Exercise brief: Go through the records and give each one again exactly, omitting the images.
**** Dataset excerpts
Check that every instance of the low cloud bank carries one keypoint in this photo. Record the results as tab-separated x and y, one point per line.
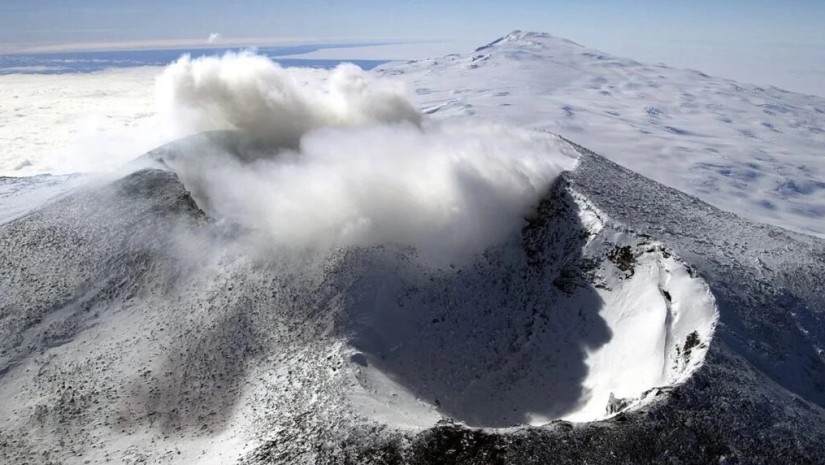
343	158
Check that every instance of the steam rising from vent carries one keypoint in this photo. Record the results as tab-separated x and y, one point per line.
342	158
273	105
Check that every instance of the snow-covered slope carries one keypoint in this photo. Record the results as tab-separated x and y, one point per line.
616	320
137	330
755	151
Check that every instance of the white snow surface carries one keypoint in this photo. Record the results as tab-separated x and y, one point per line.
657	316
758	152
754	151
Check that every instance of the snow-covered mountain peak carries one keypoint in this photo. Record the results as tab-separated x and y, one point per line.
735	145
529	39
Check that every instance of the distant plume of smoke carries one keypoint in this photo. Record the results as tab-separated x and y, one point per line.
349	161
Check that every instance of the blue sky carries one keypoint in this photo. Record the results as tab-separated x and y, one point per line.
769	36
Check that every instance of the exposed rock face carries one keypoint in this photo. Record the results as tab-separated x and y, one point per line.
136	329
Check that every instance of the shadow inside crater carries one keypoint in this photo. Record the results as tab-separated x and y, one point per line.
500	342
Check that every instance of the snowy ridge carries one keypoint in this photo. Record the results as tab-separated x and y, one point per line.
750	150
617	321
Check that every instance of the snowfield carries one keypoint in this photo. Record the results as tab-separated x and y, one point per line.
754	151
328	275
********
Exercise result:
Check that every instance of the low cloud bank carries one keypoint in this photo. Record the results as tab-separated x and y, one point per line.
343	158
Check that every instance of the steam rising from vent carries one keypoint in this photo. Record the results as tab-separated x and y, one point per line.
342	158
273	105
Check that every instance of the snow-covered slope carries one keypoint in this photo. Record the results as tab-separated x and y, one point per line.
616	320
137	330
755	151
Check that every instance of the white snow surface carries one keypoint in this photo. Record the results as tab-separated x and y, one point per line.
657	316
758	152
754	151
Check that every instance of the snow-covered mountain peak carries one keypoint in this photo. Record the results as tab-separated x and y, one point per line.
735	145
529	39
Check that every instance of the distant plume of smoke carries one keypoint in this photo. Record the results as tab-separated x and y, one point per line.
349	161
Check that every instance of the blue sky carries one keypoint in this photo. Record the results as tab-separated x and y, one point per line.
769	36
Check that every instance of the exposed rock face carries one keypoint in this photo. Record the results as tab-separated x and y, one point per line.
136	329
Check that every instance of the shadow inside crater carries one keypoint in this photo. Record the results as tab-separated x and y, one point per line.
500	342
Check that every instance of the snowy ridge carries one keypoint in this photo. Record the results as tab-separated x and y, one point per line.
750	150
617	321
Check that every instance of the snowfield carries one keypoint in this photo. Record the results as tab-separated x and y, one point per line.
754	151
328	275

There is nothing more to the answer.